— START OF Information supplied —

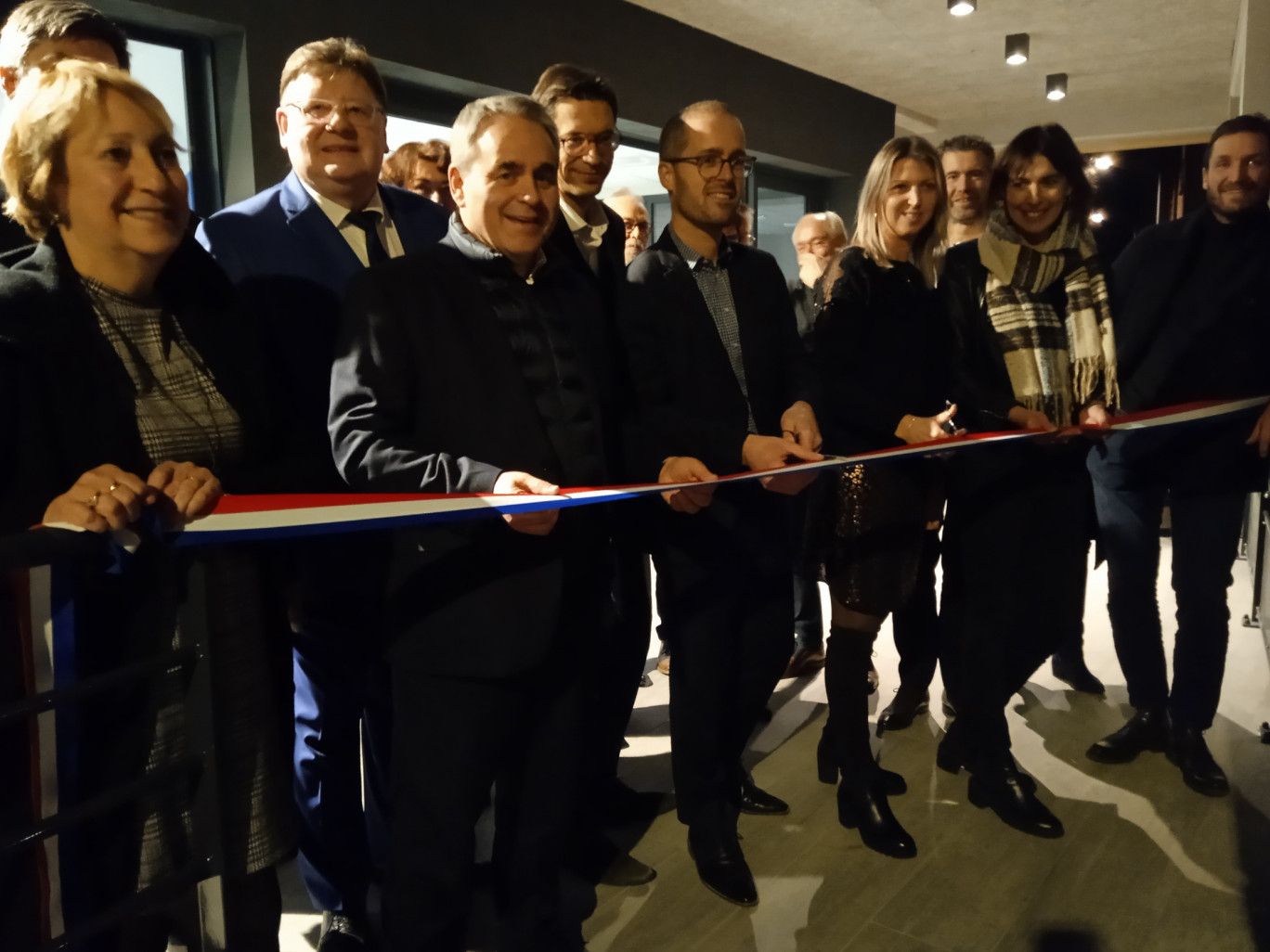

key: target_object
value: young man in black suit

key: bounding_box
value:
[624,101,821,905]
[330,96,615,952]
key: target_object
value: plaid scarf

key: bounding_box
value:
[979,208,1119,425]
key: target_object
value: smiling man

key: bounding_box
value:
[1088,113,1270,796]
[330,96,616,952]
[190,38,446,952]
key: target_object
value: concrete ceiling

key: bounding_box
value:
[629,0,1239,151]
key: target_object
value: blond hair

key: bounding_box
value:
[851,135,949,287]
[0,59,172,241]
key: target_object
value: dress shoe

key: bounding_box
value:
[815,734,908,797]
[1169,727,1231,797]
[781,645,824,678]
[741,776,790,817]
[1084,707,1169,765]
[966,762,1063,839]
[1049,655,1108,694]
[877,684,931,738]
[318,910,372,952]
[838,780,917,859]
[600,853,656,886]
[688,830,758,907]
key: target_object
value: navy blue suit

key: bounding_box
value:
[197,172,448,915]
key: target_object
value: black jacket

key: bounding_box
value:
[624,226,815,481]
[329,226,612,676]
[0,232,289,531]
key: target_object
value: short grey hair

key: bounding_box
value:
[449,94,560,174]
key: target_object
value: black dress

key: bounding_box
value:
[809,248,950,615]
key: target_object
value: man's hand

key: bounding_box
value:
[1245,406,1270,459]
[656,456,719,513]
[781,400,823,453]
[494,470,560,535]
[146,459,225,529]
[741,433,824,496]
[1010,406,1058,432]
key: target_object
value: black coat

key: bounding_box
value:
[329,225,615,678]
[0,232,289,531]
[624,226,814,482]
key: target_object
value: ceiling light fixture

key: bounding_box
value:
[1005,33,1031,66]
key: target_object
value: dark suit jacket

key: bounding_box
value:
[0,232,286,532]
[330,225,608,678]
[197,172,447,491]
[622,226,814,481]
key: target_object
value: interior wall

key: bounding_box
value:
[12,0,894,211]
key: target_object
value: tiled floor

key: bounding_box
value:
[275,551,1270,952]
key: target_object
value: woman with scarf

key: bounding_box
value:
[809,137,955,858]
[939,124,1116,837]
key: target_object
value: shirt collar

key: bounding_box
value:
[560,198,608,246]
[296,175,389,228]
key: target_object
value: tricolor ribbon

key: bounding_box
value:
[175,397,1270,546]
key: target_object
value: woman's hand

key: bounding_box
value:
[146,459,225,529]
[1010,406,1058,432]
[44,463,156,532]
[895,404,965,445]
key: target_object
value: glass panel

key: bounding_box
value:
[755,187,807,280]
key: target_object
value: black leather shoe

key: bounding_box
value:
[741,777,790,817]
[838,780,917,859]
[1049,655,1108,694]
[1169,727,1231,797]
[1084,707,1169,765]
[877,684,931,738]
[688,830,758,907]
[966,765,1063,839]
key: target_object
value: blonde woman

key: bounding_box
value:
[811,137,955,856]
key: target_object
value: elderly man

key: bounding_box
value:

— END OF Information supplied —

*Directive*
Rewrite the data above with "blazer" substituted for every occurrence of "jacket" and nothing else altered. Leave the pictures out of your answer.

*Exercise response*
key: target_object
value: young man in black suit

key: bounding_box
value:
[624,101,821,905]
[330,96,615,952]
key: target_object
value: plaid scarf

key: bounding_box
value:
[979,208,1119,425]
key: target_object
value: smiling man

key: bounding_box
value:
[1088,113,1270,796]
[330,96,616,952]
[190,38,446,952]
key: target_object
value: concrete ceiling

key: bounding_box
value:
[629,0,1239,151]
key: target_object
value: blond hair

key: bounding_box
value:
[851,135,949,287]
[0,59,172,241]
key: target_object
value: dress shoe

key: bounding_box
value:
[815,734,908,797]
[1169,727,1231,797]
[781,645,824,678]
[741,776,790,817]
[1084,707,1169,765]
[966,762,1063,839]
[1049,655,1108,694]
[877,684,931,738]
[318,910,372,952]
[838,780,917,859]
[600,853,656,886]
[688,830,758,907]
key: target_object
value: navy blue suit

key: bounding_box
value:
[197,172,448,915]
key: target_object
value: black blazer

key: bounding_box
value:
[624,226,815,481]
[329,226,612,676]
[0,232,289,531]
key: target_object
value: short grey hair

key: bounding_box
value:
[449,94,560,174]
key: target_object
value: black dress

key: bounding_box
value:
[809,248,950,615]
key: target_object
value: man's hand

key: bounding_box
value:
[1245,406,1270,459]
[656,456,719,513]
[781,400,823,453]
[494,470,560,535]
[146,459,225,529]
[741,433,824,496]
[1010,406,1058,432]
key: target_object
value: black coat

key: bounding_box
value:
[329,225,615,678]
[0,232,289,531]
[624,226,814,482]
key: target_object
value: ceiling light fixture

key: bounding_box
value:
[1005,33,1031,66]
key: target_object
value: dark suit blazer

key: bounding_box
value:
[0,232,286,532]
[330,225,608,678]
[197,172,447,491]
[622,226,814,481]
key: target_object
value: interior wall

key: bounding_box
value:
[12,0,894,211]
key: target_object
value: tiled floor

key: bounding_box
value:
[275,551,1270,952]
key: target_object
value: woman with scarf

key: bounding_box
value:
[809,137,955,858]
[939,124,1116,837]
key: target_object
value: shirt collar

key: bounding_box
value:
[560,198,608,246]
[296,175,389,228]
key: target_object
value: tricolor ribbon

key: bounding_box
value:
[175,397,1270,546]
key: target_object
value: woman's hand

key: bounding_box
value:
[146,459,225,529]
[1010,406,1058,432]
[44,463,156,532]
[895,404,965,445]
key: target_object
value: glass panel

key: bounding_box
value:
[755,187,807,280]
key: target_object
value: black leather shoe

key: bounding_box
value:
[741,777,790,817]
[838,780,917,859]
[1049,655,1108,694]
[1169,727,1231,797]
[1084,707,1169,765]
[877,684,931,738]
[688,830,758,907]
[966,765,1063,839]
key: target_object
value: blonde woman

key: bounding_box
value:
[811,137,955,856]
key: target_object
value: elderly man

key: bounding_box
value:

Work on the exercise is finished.